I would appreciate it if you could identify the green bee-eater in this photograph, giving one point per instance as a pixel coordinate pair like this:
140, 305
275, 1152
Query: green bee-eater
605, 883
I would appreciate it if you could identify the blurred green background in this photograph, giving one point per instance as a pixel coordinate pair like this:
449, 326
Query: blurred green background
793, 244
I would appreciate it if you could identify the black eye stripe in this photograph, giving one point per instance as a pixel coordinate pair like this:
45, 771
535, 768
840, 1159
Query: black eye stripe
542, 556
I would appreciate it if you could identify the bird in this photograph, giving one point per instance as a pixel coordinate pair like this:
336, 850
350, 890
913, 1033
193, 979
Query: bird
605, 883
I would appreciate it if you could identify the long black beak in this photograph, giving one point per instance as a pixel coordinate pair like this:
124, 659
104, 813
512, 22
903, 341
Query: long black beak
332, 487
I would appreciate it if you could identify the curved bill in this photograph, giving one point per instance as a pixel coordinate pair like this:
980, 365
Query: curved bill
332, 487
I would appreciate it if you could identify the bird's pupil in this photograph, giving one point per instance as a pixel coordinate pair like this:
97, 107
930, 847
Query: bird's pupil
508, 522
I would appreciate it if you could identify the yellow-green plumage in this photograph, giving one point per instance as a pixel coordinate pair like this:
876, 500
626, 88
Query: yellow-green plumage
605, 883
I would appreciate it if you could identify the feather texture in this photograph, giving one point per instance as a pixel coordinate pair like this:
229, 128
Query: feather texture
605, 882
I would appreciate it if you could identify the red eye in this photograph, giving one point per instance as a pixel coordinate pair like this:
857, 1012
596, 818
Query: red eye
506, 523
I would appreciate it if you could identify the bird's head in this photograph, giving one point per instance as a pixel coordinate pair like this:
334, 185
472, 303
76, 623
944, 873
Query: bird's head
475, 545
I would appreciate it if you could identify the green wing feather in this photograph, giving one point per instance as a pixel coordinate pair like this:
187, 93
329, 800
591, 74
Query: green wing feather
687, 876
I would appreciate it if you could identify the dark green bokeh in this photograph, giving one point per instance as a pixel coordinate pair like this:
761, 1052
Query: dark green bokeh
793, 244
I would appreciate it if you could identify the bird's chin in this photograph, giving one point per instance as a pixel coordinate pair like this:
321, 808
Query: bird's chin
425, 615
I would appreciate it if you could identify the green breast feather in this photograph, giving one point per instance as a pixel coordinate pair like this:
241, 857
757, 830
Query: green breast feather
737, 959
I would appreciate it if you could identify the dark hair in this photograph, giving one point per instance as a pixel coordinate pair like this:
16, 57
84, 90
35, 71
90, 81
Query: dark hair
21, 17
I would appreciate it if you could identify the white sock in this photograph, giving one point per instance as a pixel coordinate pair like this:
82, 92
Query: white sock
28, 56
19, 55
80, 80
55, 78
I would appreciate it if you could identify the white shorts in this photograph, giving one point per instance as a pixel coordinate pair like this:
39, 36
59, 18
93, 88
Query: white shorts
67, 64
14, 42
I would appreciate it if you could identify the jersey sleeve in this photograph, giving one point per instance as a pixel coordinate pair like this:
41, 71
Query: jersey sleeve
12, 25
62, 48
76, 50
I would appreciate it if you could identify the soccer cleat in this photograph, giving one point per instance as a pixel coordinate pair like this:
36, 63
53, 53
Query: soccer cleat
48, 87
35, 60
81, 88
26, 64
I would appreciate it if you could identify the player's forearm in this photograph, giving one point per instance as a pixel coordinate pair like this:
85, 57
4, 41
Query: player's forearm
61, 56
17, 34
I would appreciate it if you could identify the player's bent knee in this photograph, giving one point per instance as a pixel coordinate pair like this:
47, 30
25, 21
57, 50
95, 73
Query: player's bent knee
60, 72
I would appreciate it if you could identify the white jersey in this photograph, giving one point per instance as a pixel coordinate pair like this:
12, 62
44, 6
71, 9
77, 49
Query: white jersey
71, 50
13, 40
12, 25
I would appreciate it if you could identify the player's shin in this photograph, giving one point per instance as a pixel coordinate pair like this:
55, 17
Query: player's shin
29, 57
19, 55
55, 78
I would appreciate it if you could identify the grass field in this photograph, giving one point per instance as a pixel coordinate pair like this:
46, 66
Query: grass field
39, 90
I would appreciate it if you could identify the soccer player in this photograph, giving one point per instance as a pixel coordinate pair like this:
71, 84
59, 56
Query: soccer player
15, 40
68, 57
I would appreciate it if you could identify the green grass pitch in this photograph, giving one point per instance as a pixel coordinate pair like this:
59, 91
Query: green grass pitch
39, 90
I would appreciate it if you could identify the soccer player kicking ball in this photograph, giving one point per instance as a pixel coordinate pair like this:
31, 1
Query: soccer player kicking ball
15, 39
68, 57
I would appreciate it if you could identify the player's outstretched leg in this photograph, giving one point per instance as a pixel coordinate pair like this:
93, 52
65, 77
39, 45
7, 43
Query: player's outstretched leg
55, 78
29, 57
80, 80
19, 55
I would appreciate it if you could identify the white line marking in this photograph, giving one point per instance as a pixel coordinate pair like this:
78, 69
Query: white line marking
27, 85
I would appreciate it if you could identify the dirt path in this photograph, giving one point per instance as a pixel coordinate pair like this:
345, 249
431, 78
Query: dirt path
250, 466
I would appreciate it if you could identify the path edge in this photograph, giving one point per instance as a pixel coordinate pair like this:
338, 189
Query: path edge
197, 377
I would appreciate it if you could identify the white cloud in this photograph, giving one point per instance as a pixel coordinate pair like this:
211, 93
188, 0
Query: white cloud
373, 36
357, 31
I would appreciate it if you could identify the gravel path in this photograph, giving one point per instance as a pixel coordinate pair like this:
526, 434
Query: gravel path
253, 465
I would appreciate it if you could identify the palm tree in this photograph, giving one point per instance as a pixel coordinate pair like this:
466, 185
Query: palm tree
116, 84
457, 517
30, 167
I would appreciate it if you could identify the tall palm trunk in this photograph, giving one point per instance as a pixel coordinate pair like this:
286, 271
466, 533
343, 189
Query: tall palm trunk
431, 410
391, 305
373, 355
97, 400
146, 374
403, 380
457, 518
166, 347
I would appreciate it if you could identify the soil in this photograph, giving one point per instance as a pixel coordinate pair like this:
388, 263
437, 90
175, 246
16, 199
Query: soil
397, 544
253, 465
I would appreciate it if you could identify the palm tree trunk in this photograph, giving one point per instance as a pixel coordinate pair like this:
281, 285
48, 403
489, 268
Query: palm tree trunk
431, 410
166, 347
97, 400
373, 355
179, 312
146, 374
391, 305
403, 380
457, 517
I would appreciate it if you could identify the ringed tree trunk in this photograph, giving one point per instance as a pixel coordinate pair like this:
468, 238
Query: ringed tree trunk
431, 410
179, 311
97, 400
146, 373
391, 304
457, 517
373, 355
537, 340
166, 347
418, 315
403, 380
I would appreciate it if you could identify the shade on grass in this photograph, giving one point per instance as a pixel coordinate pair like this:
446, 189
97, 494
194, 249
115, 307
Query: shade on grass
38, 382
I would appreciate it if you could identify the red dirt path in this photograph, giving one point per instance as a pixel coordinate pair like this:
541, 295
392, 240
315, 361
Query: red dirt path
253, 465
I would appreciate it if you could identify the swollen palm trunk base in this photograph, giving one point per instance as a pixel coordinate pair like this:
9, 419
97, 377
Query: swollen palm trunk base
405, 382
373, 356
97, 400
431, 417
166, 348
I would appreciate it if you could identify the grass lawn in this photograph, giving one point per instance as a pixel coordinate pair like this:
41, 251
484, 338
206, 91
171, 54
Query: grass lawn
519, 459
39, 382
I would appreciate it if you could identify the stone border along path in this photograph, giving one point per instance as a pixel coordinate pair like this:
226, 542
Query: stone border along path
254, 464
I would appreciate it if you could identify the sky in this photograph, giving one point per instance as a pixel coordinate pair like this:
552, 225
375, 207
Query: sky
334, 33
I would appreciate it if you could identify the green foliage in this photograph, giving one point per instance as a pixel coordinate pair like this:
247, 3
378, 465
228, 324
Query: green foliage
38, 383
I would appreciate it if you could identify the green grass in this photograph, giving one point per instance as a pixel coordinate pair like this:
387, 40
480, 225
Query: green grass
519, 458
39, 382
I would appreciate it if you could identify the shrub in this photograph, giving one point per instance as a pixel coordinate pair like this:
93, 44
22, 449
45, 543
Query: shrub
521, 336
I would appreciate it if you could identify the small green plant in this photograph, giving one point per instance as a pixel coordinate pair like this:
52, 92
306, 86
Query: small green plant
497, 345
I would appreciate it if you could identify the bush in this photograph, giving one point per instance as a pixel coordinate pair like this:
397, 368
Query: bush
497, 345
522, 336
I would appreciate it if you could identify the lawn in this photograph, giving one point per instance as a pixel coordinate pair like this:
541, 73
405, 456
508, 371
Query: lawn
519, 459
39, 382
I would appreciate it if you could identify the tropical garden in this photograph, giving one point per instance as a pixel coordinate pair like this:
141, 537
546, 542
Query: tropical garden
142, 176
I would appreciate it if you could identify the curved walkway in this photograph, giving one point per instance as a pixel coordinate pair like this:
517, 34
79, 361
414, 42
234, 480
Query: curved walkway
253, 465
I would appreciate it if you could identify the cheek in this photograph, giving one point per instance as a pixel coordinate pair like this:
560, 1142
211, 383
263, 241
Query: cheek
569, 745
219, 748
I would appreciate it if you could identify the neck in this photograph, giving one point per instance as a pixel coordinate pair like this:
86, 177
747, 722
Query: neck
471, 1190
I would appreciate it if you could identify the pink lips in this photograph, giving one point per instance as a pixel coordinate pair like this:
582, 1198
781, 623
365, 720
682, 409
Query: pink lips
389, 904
#####
PROBLEM. Reproduce the data from the line containing "I would appreciate it if you could identify the pink" through the end of the data, changing "pink lips" to "rosy lips" and leaving everything else as is.

COMPLETE ANSWER.
I would appreciate it if you could identify the rosy lips in this photograph, giving one point per instance as a pixel coordinate pair like this:
582, 1198
781, 623
365, 720
682, 409
Query: rosy lips
389, 904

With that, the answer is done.